L’évènement le plus notable de la vie au vingtième siècle fut l'activité solaire qui a été d'un niveau élevé et irrégulier d'une croissance séculaire du flux de rayonnement solaire (TSI). Une augmentation similaire du flux du rayonnement solaire comme dans le vingtième siècle n'avait ​​pas été observée depuis plus de 700 ans. Toutefois, son effet  sur "le réchauffement planétaire" ne constitue pas une anomalie, mais un événement régulier et naturel de la Terre. Le climat de la Terre a toujours été changeant et cyclique et notre planète a déjà connu plusieurs réchauffements globaux semblable à celui que nous observons. Les réchauffements globaux ont toujours été suivis par des refroidissements profonds et réguliers tous les  2 siècles. Le réchauffement global observé entre le sixième et le huitième siècle résultant d'une augmentation à long terme de l'activité des tâches solaires et de l'irradiance, est appelé «un petit optimum climatique». Celui ci est similaire au réchauffement mondial observé actuellement, ces derniers ont causé de graves changements climatiques. Les vignes ont été cultivées au Moyen-âge en Ecosse, le Groenland a justifié son nom et a été habitée par les Normands à la fin du dixième siècle. L'Europe a connu une croissance économique qui a donné naissance à la Renaissance, l'Asie Centrale a traversé la meilleure période de son histoire.
La dernière diminution globale de la température (la phase la plus froide du petit âge glaciaire) a été observée non seulement en Europe, en Amérique du Nord et au Groenland, mais aussi partout ailleurs autour du globe, pendant le minimum de Maunder avec la faible activité des tâches solaires et de l'énergie de l'irradiance solaire total des années 1645-1715 ans, tous les canaux des Pays-Bas ont gelés, les glaciers ont connu une énorme croissance au Groenland et les vikings ont été forcés de quitter leurs villages habités depuis plusieurs siècles. La Tamise à Londres et la Seine à Paris furent gelées chaque année. L'humanité a toujours été prospère pendant les périodes chaudes mais elle a aussi souffert pendant les périodes froides.
Certains chercheurs Britaniques mettent en cause le phénomène La Niña dans le pacifique, à l'inverse de El Niño, La Niña se caractérise par un refroidissement anormal de la température de l'océan Pacifique tropical d'environ 0.5°C a 1°C, nous considérons que ces phénomènes sont cycliques et en relation temporelle avec les cycles solaires de 200 ans, le flux de rayonnement solaire atteignant la surface de l'océan se superpose avec ce cycle.

• Consigne:
Répondez à ces questions d'après le texte sur l'activité solaire et le climat :
(a) Depuis combien d'années n'avait-on pas observé une hausse du flux de rayonnement solaire semblable à celle du vingtième siècle ?
(b) Quelles années couvre le minimum de Maunder ?
(c) De combien La Niña refroidit-elle la température de l'océan Pacifique tropical ?

• Enregistrements:
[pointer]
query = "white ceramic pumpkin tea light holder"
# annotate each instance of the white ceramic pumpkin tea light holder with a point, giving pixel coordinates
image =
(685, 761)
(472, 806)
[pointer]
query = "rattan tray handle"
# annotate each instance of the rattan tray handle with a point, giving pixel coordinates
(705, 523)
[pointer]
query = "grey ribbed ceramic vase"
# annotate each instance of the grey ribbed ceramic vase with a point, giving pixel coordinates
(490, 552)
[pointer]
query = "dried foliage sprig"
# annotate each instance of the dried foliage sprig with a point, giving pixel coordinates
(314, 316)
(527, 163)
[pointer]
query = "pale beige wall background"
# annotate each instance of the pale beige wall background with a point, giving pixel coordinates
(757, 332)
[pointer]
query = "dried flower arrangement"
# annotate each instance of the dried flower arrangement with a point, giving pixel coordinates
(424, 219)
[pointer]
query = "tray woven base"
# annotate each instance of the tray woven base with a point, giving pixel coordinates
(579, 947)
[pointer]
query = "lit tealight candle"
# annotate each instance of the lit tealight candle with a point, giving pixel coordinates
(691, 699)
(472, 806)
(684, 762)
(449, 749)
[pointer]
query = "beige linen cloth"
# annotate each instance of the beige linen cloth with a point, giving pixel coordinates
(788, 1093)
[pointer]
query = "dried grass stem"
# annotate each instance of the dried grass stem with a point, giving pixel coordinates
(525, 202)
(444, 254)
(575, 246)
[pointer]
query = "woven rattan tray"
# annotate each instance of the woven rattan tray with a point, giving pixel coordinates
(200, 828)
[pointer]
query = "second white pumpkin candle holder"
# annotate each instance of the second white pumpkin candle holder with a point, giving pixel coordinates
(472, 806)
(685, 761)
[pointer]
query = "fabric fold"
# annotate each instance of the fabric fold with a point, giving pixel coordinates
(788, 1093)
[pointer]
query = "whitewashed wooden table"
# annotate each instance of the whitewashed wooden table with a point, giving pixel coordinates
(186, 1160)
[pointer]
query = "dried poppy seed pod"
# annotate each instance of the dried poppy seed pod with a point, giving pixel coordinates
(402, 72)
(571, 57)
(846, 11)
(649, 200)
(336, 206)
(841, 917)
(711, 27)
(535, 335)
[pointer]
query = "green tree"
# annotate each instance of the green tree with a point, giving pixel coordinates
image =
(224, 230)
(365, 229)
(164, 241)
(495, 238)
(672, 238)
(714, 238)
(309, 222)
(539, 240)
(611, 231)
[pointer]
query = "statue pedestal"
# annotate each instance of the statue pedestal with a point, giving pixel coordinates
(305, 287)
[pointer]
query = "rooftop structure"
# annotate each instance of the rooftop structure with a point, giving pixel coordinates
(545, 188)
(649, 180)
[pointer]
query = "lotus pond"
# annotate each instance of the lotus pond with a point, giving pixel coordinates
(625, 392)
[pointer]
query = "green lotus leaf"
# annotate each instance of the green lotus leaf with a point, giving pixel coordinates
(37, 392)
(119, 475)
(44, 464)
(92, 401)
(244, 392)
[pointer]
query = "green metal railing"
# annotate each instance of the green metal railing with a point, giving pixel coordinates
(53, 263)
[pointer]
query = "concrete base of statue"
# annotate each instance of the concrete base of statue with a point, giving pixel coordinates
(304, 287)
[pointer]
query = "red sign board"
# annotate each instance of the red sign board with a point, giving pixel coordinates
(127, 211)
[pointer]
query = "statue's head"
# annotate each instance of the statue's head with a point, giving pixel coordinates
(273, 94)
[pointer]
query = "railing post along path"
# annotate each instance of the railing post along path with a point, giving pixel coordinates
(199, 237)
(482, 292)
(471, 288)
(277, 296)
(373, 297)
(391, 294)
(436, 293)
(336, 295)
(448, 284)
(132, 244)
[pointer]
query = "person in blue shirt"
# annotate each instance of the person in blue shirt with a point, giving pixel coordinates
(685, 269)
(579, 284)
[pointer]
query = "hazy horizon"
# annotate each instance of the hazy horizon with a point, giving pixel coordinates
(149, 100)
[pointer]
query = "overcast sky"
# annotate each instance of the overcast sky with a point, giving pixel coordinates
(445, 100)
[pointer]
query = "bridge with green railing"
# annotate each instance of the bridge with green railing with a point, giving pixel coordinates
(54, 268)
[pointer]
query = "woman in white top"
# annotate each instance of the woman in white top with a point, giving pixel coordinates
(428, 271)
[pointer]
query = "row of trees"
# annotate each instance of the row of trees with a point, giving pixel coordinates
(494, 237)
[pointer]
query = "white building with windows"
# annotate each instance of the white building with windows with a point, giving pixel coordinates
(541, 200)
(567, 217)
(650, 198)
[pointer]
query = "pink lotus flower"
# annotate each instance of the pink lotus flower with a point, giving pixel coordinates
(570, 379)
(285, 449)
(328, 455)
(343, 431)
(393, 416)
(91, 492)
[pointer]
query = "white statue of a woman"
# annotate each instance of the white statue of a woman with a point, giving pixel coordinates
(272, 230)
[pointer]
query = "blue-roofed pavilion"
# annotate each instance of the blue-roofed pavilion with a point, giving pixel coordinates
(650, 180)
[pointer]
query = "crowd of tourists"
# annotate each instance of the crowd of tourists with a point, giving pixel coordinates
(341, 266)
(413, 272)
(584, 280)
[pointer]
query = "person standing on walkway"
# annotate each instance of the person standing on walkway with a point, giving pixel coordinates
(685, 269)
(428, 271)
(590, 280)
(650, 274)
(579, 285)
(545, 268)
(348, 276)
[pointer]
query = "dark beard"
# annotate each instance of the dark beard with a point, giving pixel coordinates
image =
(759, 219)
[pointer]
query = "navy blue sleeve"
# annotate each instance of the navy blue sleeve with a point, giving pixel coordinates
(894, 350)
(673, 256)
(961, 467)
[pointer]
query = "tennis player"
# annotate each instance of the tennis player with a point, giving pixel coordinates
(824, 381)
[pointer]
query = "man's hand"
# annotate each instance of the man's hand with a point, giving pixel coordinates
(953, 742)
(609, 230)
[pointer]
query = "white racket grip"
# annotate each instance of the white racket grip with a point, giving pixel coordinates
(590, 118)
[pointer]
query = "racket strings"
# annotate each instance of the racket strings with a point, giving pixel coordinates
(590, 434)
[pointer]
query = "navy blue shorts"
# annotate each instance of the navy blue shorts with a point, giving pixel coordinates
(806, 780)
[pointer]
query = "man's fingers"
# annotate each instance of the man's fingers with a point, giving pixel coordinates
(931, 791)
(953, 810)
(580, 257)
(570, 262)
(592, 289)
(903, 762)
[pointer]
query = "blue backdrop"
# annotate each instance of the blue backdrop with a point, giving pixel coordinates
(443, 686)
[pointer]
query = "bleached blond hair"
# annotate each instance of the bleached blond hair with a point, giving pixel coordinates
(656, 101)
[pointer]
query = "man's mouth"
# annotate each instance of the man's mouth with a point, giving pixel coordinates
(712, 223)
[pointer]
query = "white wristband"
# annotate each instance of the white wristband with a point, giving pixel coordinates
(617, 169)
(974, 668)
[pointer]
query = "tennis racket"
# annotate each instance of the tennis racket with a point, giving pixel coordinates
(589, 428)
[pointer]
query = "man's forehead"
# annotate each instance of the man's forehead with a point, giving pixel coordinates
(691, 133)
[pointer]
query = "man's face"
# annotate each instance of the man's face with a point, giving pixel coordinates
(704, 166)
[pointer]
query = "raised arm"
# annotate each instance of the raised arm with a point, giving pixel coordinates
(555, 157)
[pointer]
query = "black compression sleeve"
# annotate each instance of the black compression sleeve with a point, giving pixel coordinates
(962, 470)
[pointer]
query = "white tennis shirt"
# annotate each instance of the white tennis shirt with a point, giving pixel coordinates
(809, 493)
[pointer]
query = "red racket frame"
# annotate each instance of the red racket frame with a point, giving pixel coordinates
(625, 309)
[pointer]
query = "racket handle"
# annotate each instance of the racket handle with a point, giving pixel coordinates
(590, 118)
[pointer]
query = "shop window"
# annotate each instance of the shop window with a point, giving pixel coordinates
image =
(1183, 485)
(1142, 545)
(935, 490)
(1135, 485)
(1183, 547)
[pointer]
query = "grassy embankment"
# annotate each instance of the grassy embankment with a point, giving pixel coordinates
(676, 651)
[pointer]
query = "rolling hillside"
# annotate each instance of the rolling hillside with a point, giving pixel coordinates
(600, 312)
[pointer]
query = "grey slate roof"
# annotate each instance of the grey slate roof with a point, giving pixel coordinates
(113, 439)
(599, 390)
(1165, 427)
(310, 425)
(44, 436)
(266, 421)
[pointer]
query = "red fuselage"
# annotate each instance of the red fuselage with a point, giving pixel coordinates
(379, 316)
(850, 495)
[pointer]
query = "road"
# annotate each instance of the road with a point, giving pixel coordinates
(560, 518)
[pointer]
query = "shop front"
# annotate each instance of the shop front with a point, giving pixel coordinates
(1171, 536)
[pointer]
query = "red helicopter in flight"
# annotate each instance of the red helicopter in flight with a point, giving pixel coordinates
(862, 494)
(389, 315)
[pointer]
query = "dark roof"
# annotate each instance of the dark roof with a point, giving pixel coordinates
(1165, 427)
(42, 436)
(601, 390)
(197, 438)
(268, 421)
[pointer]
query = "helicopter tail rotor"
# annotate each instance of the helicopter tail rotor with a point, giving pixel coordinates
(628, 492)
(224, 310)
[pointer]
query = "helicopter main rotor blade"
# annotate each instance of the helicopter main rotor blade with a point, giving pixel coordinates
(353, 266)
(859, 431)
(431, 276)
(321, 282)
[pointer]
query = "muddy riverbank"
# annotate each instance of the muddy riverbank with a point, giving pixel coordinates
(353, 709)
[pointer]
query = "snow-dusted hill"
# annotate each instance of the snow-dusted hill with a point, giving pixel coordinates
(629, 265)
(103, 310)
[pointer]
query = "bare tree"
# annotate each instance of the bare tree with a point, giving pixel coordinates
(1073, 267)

• Résultat attendu:
(a) Depuis plus de 700 ans.
(b) Les années 1645 à 1715.
(c) D'environ 0,5 °C à 1 °C.